Task description:
Start to finish, print the entries exactly, and carry none of the pictures over.

Records for the exercise:

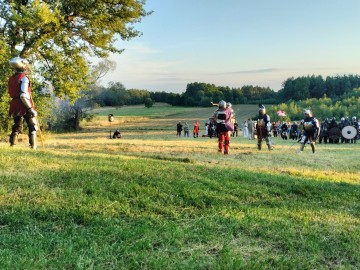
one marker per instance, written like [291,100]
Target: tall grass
[152,200]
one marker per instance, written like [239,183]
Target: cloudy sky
[239,42]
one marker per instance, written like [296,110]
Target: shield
[349,132]
[334,133]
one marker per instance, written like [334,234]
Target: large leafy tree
[59,36]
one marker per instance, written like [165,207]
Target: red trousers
[224,141]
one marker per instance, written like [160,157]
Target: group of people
[345,131]
[223,125]
[180,127]
[331,131]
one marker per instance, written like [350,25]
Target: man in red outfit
[224,127]
[21,106]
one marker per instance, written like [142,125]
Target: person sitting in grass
[117,134]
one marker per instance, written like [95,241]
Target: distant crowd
[223,125]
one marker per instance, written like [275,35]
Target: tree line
[346,105]
[202,94]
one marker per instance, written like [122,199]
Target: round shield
[349,132]
[334,133]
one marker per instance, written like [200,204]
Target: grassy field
[152,200]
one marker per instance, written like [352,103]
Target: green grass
[162,202]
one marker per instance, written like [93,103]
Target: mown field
[152,200]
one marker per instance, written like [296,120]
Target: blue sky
[237,42]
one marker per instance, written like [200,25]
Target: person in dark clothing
[311,131]
[178,129]
[117,134]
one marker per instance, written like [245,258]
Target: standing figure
[245,129]
[117,134]
[274,129]
[22,105]
[294,130]
[355,124]
[196,129]
[222,118]
[311,131]
[251,129]
[284,130]
[263,127]
[236,128]
[324,133]
[186,130]
[178,129]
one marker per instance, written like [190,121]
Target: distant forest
[202,94]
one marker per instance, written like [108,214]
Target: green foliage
[154,201]
[302,88]
[148,103]
[58,36]
[347,105]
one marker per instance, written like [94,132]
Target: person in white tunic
[245,129]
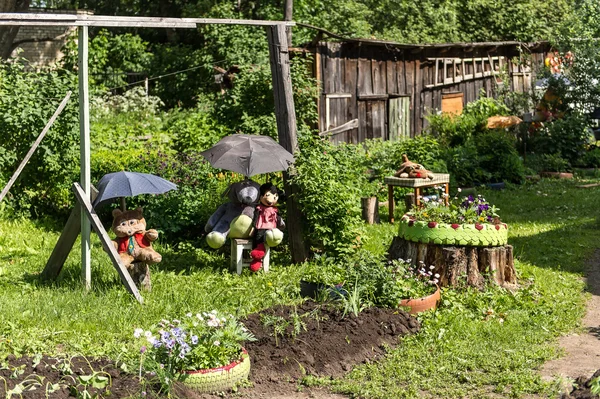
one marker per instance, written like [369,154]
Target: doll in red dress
[266,218]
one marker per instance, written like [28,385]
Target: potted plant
[204,351]
[413,287]
[466,221]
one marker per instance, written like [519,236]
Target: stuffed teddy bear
[267,224]
[233,218]
[412,170]
[134,244]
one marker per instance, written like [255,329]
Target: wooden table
[438,180]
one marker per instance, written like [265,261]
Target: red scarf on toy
[125,244]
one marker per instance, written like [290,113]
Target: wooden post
[90,214]
[286,130]
[84,145]
[34,146]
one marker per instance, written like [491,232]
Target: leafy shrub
[327,177]
[27,101]
[455,130]
[591,159]
[182,214]
[498,155]
[567,137]
[193,130]
[463,165]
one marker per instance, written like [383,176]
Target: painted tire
[218,379]
[418,305]
[482,235]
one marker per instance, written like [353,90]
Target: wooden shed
[379,89]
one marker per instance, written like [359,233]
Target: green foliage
[27,101]
[497,154]
[193,130]
[110,56]
[591,159]
[330,199]
[568,137]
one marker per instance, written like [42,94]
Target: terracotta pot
[557,175]
[418,305]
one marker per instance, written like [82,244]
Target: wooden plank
[418,90]
[362,121]
[41,19]
[34,146]
[427,106]
[84,153]
[365,84]
[391,76]
[401,77]
[351,71]
[285,115]
[379,76]
[65,242]
[107,244]
[379,120]
[353,124]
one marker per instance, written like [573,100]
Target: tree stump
[140,274]
[370,209]
[460,265]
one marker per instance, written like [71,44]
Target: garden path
[582,348]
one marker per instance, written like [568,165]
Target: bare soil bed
[292,342]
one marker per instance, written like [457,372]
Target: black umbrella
[129,184]
[249,155]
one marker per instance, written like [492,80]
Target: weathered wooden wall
[366,81]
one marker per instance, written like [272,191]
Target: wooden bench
[418,184]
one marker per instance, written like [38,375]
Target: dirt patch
[59,378]
[292,342]
[582,349]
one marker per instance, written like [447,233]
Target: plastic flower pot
[417,305]
[218,379]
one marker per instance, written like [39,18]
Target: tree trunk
[8,33]
[460,266]
[288,16]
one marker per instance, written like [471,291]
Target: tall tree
[8,33]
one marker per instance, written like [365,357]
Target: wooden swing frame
[83,216]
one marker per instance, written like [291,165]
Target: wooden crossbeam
[36,19]
[107,244]
[35,146]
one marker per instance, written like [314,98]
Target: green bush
[327,177]
[568,137]
[27,101]
[591,159]
[498,155]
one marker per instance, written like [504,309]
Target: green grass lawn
[475,345]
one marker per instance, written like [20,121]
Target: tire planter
[218,379]
[476,235]
[418,305]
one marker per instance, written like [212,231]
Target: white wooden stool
[238,261]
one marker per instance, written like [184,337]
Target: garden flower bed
[476,235]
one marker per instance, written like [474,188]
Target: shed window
[452,103]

Final answer:
one marker per instance, written like [291,100]
Target: tall grass
[152,200]
one marker per instance, written like [239,183]
Target: cloudy sky
[239,42]
one marker per instance, written like [296,110]
Target: shield
[349,132]
[334,133]
one marker per instance, written like [334,234]
Target: large leafy tree
[59,36]
one marker per instance, written like [165,207]
Target: red trousers
[224,141]
one marker per instance, written like [160,157]
Target: group of people
[345,131]
[223,125]
[180,127]
[331,131]
one marker per instance, written like [350,25]
Target: man in red outfit
[224,127]
[21,106]
one marker per instance, written like [142,125]
Target: person sitting in grass
[117,134]
one marker per instance, written like [95,241]
Target: distant crowd
[223,125]
one marker per instance, written like [275,35]
Target: tree line
[346,105]
[202,94]
one marker per instance, written like [122,199]
Target: round shield
[349,132]
[334,133]
one marker per instance, written like [200,204]
Target: grassy field
[152,200]
one marker per instance, written like [352,103]
Target: green grass
[162,202]
one marker per instance, written like [93,103]
Target: mown field
[152,200]
one marker per instance, written like [296,120]
Target: blue sky
[237,42]
one marker per instance, written like [200,25]
Target: person in dark clothing
[311,131]
[178,129]
[117,134]
one marker per instance, written like [245,258]
Target: standing figure
[245,129]
[117,134]
[274,129]
[22,105]
[294,130]
[355,124]
[196,129]
[222,118]
[311,131]
[251,129]
[284,130]
[263,127]
[236,128]
[324,133]
[186,130]
[178,129]
one marker per instance, written like [190,121]
Target: distant forest
[202,94]
one marker per instance, written like [108,214]
Target: green foliage
[154,201]
[302,88]
[148,103]
[58,36]
[347,105]
one marker per instance, written like [94,132]
Target: person in white tunic
[245,129]
one marker per instance, written like [369,154]
Target: doll in red dress
[266,218]
one marker per instance, written like [28,385]
Target: potted plant
[204,351]
[413,287]
[466,221]
one marker per instance, written like [519,236]
Target: stuffed teddy bear
[267,224]
[233,218]
[412,170]
[134,244]
one marker per instance, written like [255,329]
Target: wooden table
[438,180]
one marker per instance, written like [265,261]
Target: red scarf on toy
[125,244]
one marker per instance, written like [290,113]
Target: wooden post
[90,214]
[286,130]
[84,145]
[34,146]
one marker per instance, written like [491,232]
Target: leafy shrub
[327,177]
[27,101]
[455,130]
[591,159]
[182,214]
[498,155]
[567,137]
[193,130]
[463,165]
one marker per instance, written like [383,176]
Target: painted tire
[218,379]
[418,305]
[482,235]
one marker per instance, written like [353,90]
Target: wooden shed
[379,89]
one marker per instance, written like [359,233]
Target: green foliage
[27,101]
[497,154]
[193,130]
[110,56]
[591,159]
[330,199]
[568,137]
one marker per instance, written like [42,94]
Target: terracotta pot
[557,175]
[418,305]
one marker per instance, written like [82,244]
Target: wooden plank
[418,90]
[362,121]
[41,19]
[34,146]
[427,106]
[84,153]
[365,84]
[391,76]
[401,77]
[351,71]
[285,115]
[379,76]
[65,242]
[107,244]
[379,120]
[353,124]
one marker per instance, written like [573,100]
Target: tree stump
[140,274]
[370,209]
[460,265]
one marker per instance, written like [71,44]
Target: garden path
[582,348]
one marker per instance, written like [568,165]
Target: bare soil bed
[292,342]
one marker per instance, written like [457,372]
Target: black umbrella
[129,184]
[249,155]
one marker per instance, written like [492,80]
Target: weathered wooden wall
[366,81]
one marker per instance, written like [272,191]
Target: wooden bench
[418,184]
one marker per instance, written like [38,375]
Target: dirt patch
[59,378]
[292,342]
[582,349]
one marker per instance, written like [447,233]
Target: plastic flower pot
[417,305]
[218,379]
one marker per instance, written like [39,18]
Target: tree trunk
[8,33]
[460,266]
[288,16]
one marker per instance, written like [471,291]
Target: tall tree
[8,33]
one marker per instance, written like [365,357]
Target: wooden swing frame
[83,216]
one marker per instance, written like [291,165]
Target: wooden crossbeam
[36,19]
[107,244]
[35,146]
one marker per instance, written like [314,98]
Target: green bush
[327,177]
[568,137]
[27,101]
[591,159]
[498,155]
one marker per instance, written like [504,309]
Target: green grass lawn
[475,345]
one marker per instance, written like [20,121]
Target: tire planter
[218,379]
[476,235]
[418,305]
one marker per instance, written like [212,231]
Target: white wooden stool
[238,261]
one marker per instance, written like [184,337]
Target: garden flower bed
[476,235]
one marker per instance, written like [474,188]
Target: shed window
[452,103]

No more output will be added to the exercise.